Region pointing data
*****
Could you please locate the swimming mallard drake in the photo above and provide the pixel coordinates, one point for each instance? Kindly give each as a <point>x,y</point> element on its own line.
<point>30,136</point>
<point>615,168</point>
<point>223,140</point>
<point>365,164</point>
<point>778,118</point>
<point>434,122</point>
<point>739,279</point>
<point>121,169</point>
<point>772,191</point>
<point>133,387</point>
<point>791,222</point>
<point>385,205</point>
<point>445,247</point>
*****
Exercise instructions -
Word for word, set down all the lines above.

Task output -
Could you please locate the swimming mallard drake in the photo above and provide the pixel coordinates, one point for each instance? Kindly give each as a <point>x,y</point> element on its own line.
<point>30,136</point>
<point>615,168</point>
<point>223,140</point>
<point>365,164</point>
<point>778,118</point>
<point>434,122</point>
<point>739,279</point>
<point>121,169</point>
<point>772,191</point>
<point>133,387</point>
<point>791,222</point>
<point>385,205</point>
<point>445,247</point>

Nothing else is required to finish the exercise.